Express the items from the line containing "texture, it would be much appreciated." through the end of the items as a two-column CSV with the headers instruction and outline. Give one row per item, with its text and its answer each in a single quoted field and line breaks replaced by spaces, and omit the pictures.

━━━━━ Task inputs ━━━━━

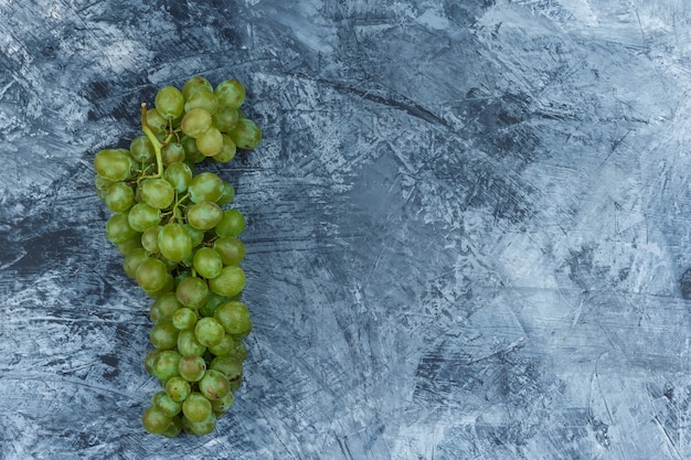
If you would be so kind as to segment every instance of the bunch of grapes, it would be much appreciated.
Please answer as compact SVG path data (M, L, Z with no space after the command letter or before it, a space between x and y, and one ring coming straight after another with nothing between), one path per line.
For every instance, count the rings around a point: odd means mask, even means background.
M143 133L129 149L100 150L96 189L114 213L106 236L124 256L125 272L152 299L153 349L143 360L161 391L143 411L147 431L205 435L233 405L252 330L241 295L245 217L228 204L235 189L205 159L227 163L262 139L241 105L245 88L227 79L215 88L202 76L182 90L161 88L155 107L141 105Z

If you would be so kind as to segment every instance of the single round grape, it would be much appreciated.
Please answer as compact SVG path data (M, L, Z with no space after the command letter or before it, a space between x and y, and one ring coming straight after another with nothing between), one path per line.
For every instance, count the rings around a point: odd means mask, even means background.
M211 403L209 403L211 406ZM172 419L156 407L147 408L141 415L141 425L152 435L161 435L168 429Z
M180 143L182 145L182 148L184 149L184 161L191 164L194 164L194 163L204 161L206 159L206 157L204 157L196 149L196 139L194 139L193 137L183 136L182 139L180 139Z
M174 378L180 377L172 377L171 381ZM168 384L166 386L168 386ZM156 407L168 417L174 417L182 410L182 402L173 399L167 392L161 391L156 392L153 396L151 396L151 407Z
M159 210L147 203L135 204L127 214L129 226L137 232L143 232L151 225L158 225L161 222Z
M237 265L223 267L221 275L209 280L209 289L221 296L233 297L245 288L245 271Z
M223 339L215 345L209 346L209 351L215 356L223 356L235 350L235 339L230 334L224 334Z
M153 376L161 382L167 382L178 374L178 364L182 360L182 355L174 350L161 351L156 363L153 363Z
M123 260L123 268L125 269L125 274L132 278L137 278L137 268L141 265L142 261L148 260L149 255L145 248L138 248L130 250Z
M139 184L141 201L157 210L164 210L176 199L173 186L163 178L146 179Z
M188 208L188 223L196 229L211 229L223 218L223 210L214 202L202 201Z
M199 392L206 399L221 399L231 393L231 383L220 371L209 370L204 373L202 379L199 381Z
M226 79L219 83L214 89L214 94L222 107L237 108L245 101L245 87L237 79Z
M177 375L166 382L166 392L173 402L182 403L192 393L192 386L188 381Z
M182 115L184 98L174 86L163 86L156 94L155 105L161 117L173 119Z
M204 436L209 435L216 428L216 415L212 411L201 421L192 421L188 418L182 419L183 429L190 435Z
M211 118L213 125L219 128L221 132L231 132L237 124L237 109L233 107L219 107Z
M180 128L187 136L196 138L211 128L211 114L203 108L193 108L184 114L182 121L180 121Z
M212 400L211 408L213 409L214 414L219 416L231 410L234 402L235 396L233 395L233 392L228 392L227 395L223 396L222 398Z
M196 150L204 157L213 157L223 149L223 135L213 126L196 136Z
M184 307L196 310L206 302L209 286L201 278L189 277L178 284L176 296Z
M243 381L243 363L230 355L216 356L209 364L210 370L222 372L231 383L231 392L236 391Z
M168 268L161 260L149 257L139 264L135 278L145 291L156 291L166 285Z
M114 213L124 213L135 204L135 192L125 182L114 182L106 191L105 202Z
M108 181L117 182L128 179L132 167L132 159L124 149L104 149L94 157L96 173Z
M230 136L221 135L221 138L223 139L223 147L221 148L221 151L212 156L211 159L217 163L230 163L231 160L235 158L237 147Z
M149 331L149 340L155 349L172 350L178 345L179 333L170 321L159 321Z
M213 115L219 109L219 100L211 92L196 92L184 103L184 111L190 111L194 108L203 108L209 114Z
M213 93L213 85L209 79L201 75L193 76L182 86L182 96L184 99L191 99L198 92Z
M223 218L216 225L214 232L216 235L224 236L240 236L245 231L245 216L237 210L225 210L223 212Z
M213 248L221 256L223 265L237 265L245 258L246 249L240 238L235 236L224 236L213 243Z
M182 224L166 224L158 234L158 247L167 259L179 263L192 254L192 238Z
M125 243L139 236L139 233L129 224L129 213L113 214L106 222L106 237L113 244Z
M206 372L206 362L196 354L185 354L178 363L178 374L188 382L199 382Z
M252 150L262 141L262 129L247 118L238 119L228 135L237 148L243 150Z
M194 253L192 264L198 274L204 278L215 278L223 269L223 259L212 247L200 247Z
M215 345L221 342L225 331L223 325L214 318L201 318L194 327L194 335L199 343L205 346Z
M178 335L178 351L183 355L196 355L201 356L206 351L206 346L199 343L196 335L194 335L194 328L180 331Z
M173 190L182 193L188 190L190 182L192 182L192 169L189 164L180 161L170 163L163 172L163 179L172 185Z
M158 109L147 109L147 126L157 136L164 136L168 132L168 119Z
M226 302L216 309L213 317L234 339L242 339L252 331L249 309L243 302Z
M192 178L188 191L193 203L215 202L223 194L223 180L213 172L202 172Z
M176 329L181 331L194 328L194 324L196 323L196 313L194 310L183 307L173 313L171 322Z
M138 163L150 163L156 160L153 145L145 135L139 135L129 143L129 153Z
M166 167L179 161L184 161L184 148L179 142L167 143L161 148L161 159Z

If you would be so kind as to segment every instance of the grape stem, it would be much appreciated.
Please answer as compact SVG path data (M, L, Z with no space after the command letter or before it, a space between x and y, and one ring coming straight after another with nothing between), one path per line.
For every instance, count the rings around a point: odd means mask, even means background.
M153 146L153 152L156 153L156 165L157 171L156 174L150 175L150 178L160 178L163 175L163 156L161 154L161 142L158 140L151 128L149 128L149 124L147 122L147 103L141 103L141 130Z

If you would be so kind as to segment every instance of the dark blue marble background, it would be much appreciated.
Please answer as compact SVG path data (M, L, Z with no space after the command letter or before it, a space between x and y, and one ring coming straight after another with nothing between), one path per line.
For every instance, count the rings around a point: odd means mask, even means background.
M691 6L0 0L0 458L691 457ZM96 151L247 87L245 382L147 435Z

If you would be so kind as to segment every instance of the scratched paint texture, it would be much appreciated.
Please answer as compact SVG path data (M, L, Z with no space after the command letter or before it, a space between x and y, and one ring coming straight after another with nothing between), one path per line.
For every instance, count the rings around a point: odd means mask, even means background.
M0 0L1 459L691 458L691 3ZM247 87L233 410L139 417L92 158Z

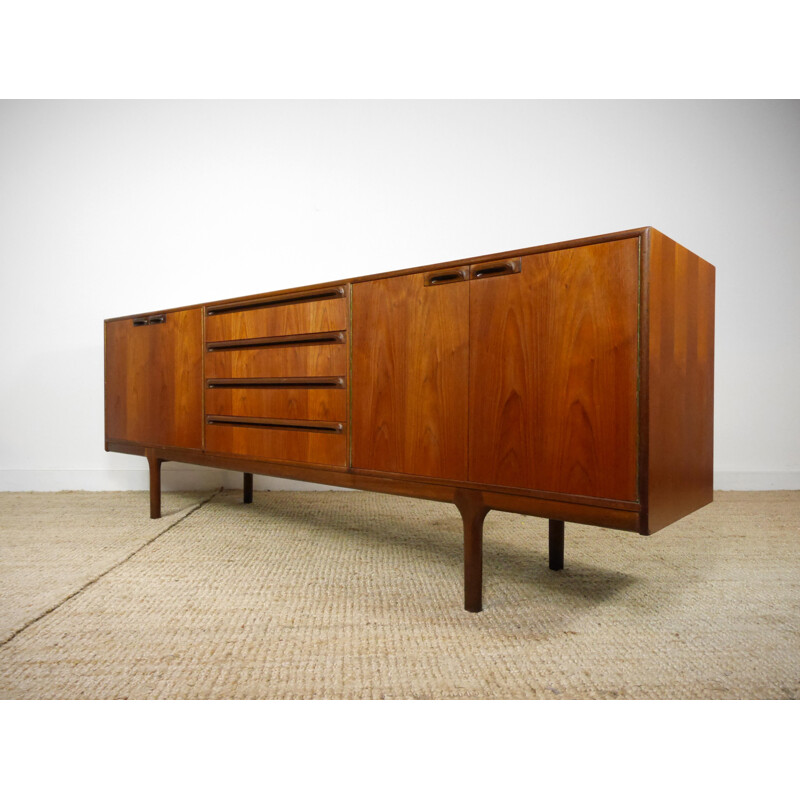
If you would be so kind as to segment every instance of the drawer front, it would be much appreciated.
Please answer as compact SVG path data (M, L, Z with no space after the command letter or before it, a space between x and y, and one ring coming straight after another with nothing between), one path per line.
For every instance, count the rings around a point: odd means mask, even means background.
M347 345L263 347L206 353L207 378L347 375Z
M206 389L206 414L345 422L347 391L274 387Z
M206 451L263 461L295 461L344 467L347 435L341 430L287 430L280 427L207 423Z
M317 300L289 303L241 311L209 309L206 317L206 341L254 339L264 336L288 336L347 328L347 300Z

━━━━━

Answer
instruction,outline
"If you would be so kind as to segment every instance of the scratched paint texture, it would be much appreciated. Please answer as compact SVG path data (M, L, Z with no space after the command letter or before it, a space between x and y, and one ring coming straight after another with nothing between), one path per line. For every instance, count the rings around a point: odd means mask, even means background.","M0 0L1 459L691 458L691 3ZM247 87L233 410L139 417L92 158Z"
"If you would be so kind as to segment every instance of the drawer front, it would be much appreciated. Please answer as compact SVG path data (M, L, Z with no space after the command letter or before it, a space between x and y, and one ring coming straight after another with nothing between), one path per line. For every instance, count the rings around a point: odd means mask, even means background.","M347 345L263 347L206 353L207 378L347 375Z M206 389L206 414L345 422L347 391L274 387Z M206 451L263 461L295 461L344 467L347 435L341 430L287 430L280 427L207 423Z M317 300L289 303L241 311L209 309L206 317L206 341L254 339L264 336L288 336L347 328L347 300Z"